List every line of the data below that contains the word "coat", copying each such line in full.

▸ ITEMS
──────────────────────────────
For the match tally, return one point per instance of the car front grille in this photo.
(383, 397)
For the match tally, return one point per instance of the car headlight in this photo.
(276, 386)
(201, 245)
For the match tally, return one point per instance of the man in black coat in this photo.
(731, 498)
──────────────────────────────
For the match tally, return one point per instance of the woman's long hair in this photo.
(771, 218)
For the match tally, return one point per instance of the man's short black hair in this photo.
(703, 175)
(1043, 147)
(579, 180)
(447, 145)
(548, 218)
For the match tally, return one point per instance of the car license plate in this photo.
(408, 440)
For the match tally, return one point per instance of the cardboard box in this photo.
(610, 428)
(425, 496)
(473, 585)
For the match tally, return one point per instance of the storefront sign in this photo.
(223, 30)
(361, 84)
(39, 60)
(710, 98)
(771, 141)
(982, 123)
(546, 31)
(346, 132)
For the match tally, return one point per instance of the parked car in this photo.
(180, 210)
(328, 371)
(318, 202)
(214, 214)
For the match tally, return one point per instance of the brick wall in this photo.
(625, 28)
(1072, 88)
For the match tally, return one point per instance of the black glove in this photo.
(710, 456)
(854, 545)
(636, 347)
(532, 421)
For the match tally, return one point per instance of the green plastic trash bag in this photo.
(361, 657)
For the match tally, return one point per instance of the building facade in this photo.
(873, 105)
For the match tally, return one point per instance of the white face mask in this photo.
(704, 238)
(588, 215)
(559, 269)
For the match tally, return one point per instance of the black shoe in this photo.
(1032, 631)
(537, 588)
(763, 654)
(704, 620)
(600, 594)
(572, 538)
──────────────────────────────
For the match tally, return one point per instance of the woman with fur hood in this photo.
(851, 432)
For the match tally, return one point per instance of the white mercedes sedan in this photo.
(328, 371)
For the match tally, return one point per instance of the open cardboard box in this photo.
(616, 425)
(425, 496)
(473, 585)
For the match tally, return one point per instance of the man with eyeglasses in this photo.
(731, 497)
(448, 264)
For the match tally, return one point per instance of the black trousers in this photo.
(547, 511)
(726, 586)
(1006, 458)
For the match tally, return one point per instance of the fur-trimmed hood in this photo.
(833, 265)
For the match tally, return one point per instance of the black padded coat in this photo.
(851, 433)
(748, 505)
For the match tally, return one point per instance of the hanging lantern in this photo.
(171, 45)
──────────────────────────────
▸ COMPLETED EXERCISE
For the match tally, return one point per instance of the man in black coat in this photo.
For the match tally, return one point per instance of the black padded coat in this photo.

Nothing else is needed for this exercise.